> **SHORT PROBLEM**
Gather every line of the items below that contains the word "water" and copy each such line in full.

> **RECORD LIST**

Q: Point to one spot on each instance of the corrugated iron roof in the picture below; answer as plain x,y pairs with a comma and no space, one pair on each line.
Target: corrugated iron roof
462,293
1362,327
--
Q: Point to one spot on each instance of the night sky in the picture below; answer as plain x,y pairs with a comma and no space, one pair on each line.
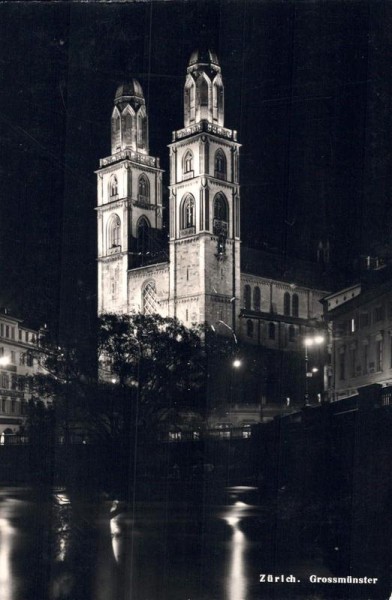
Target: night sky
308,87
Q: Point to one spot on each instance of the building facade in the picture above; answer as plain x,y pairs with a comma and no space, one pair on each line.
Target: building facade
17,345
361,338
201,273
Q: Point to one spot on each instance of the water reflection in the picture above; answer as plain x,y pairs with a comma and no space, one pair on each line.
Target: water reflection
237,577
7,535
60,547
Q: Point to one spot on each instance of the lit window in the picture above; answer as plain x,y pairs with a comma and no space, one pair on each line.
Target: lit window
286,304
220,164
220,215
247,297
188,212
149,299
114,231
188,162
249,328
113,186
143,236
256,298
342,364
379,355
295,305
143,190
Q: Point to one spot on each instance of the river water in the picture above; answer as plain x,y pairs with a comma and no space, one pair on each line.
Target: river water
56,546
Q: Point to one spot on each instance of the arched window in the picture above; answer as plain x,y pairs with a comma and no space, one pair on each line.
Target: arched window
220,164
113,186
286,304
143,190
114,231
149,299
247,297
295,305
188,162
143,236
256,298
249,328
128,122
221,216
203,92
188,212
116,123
---
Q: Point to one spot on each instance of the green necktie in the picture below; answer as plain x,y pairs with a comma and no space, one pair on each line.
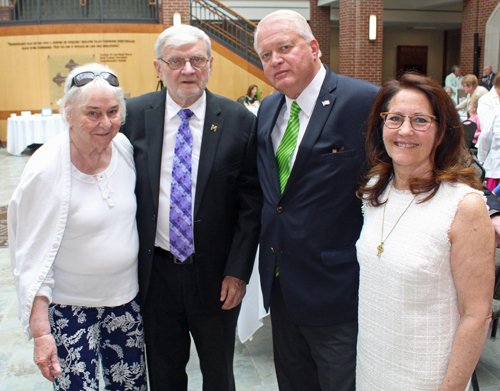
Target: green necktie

> **ANSWER TO THIS TASK**
Q: Point to one spot on each instance of the water reflection in the picture above; answer as plain x,y pairs with a comma and no space, one pair on each line.
Target: water reflection
Q: Point to one spot on each instance of the river water in the picture above; answer as plain x,y pairs with a comma and no space, one pair on each line.
Target: river water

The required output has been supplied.